* **Saved data entries**:
○ ○ ○ ○ ○ ○ ○
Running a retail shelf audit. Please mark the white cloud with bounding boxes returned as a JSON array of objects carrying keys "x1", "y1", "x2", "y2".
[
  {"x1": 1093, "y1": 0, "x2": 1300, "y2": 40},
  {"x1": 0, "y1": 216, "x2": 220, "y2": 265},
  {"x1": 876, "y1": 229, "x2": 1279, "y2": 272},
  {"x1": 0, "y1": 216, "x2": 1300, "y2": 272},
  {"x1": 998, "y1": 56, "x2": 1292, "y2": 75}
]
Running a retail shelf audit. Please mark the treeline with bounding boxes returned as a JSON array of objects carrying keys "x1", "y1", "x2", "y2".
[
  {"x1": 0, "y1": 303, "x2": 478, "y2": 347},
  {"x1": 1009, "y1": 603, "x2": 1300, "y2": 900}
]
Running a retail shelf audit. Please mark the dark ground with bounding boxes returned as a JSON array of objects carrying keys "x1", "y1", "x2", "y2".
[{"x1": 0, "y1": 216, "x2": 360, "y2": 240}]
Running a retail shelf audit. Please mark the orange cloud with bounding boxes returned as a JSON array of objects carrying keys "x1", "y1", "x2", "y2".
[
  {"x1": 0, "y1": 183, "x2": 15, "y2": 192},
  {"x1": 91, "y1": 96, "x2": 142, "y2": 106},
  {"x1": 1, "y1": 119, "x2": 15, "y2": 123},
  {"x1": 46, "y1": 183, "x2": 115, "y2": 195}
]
○ ○ ○ ○ ○ ○ ○
* **CHALLENGE**:
Rewrite all the entries above, swapping "retail shelf audit" for "store inventory review" and leaving everything else unchanged.

* **RESPONSE FOR THIS EXERCISE**:
Running a store inventory review. Please mark the white cloud with bounding boxes returned as a JSON array of objects carrying keys "x1", "y1", "x2", "y2".
[
  {"x1": 1093, "y1": 0, "x2": 1300, "y2": 40},
  {"x1": 0, "y1": 216, "x2": 220, "y2": 265},
  {"x1": 876, "y1": 229, "x2": 1279, "y2": 272},
  {"x1": 0, "y1": 216, "x2": 1300, "y2": 272},
  {"x1": 998, "y1": 56, "x2": 1292, "y2": 75}
]
Running a store inventory review. Please mark the treeline with bounding boxes returned as a JSON array of objects carrying keys "x1", "y1", "x2", "y2".
[
  {"x1": 0, "y1": 303, "x2": 478, "y2": 347},
  {"x1": 1009, "y1": 603, "x2": 1300, "y2": 900}
]
Running a store inventory review. Please mark the dark ground with bounding boxes returned as a JSON array of objects carrying keys "x1", "y1", "x2", "y2".
[{"x1": 0, "y1": 216, "x2": 360, "y2": 240}]
Running a store inventory review. Please mark the orange cloud with bounding boxes returned as a JSON array of objects carrying keys "x1", "y1", "x2", "y2".
[
  {"x1": 0, "y1": 183, "x2": 15, "y2": 192},
  {"x1": 91, "y1": 96, "x2": 142, "y2": 106},
  {"x1": 1, "y1": 119, "x2": 15, "y2": 123},
  {"x1": 46, "y1": 183, "x2": 115, "y2": 195}
]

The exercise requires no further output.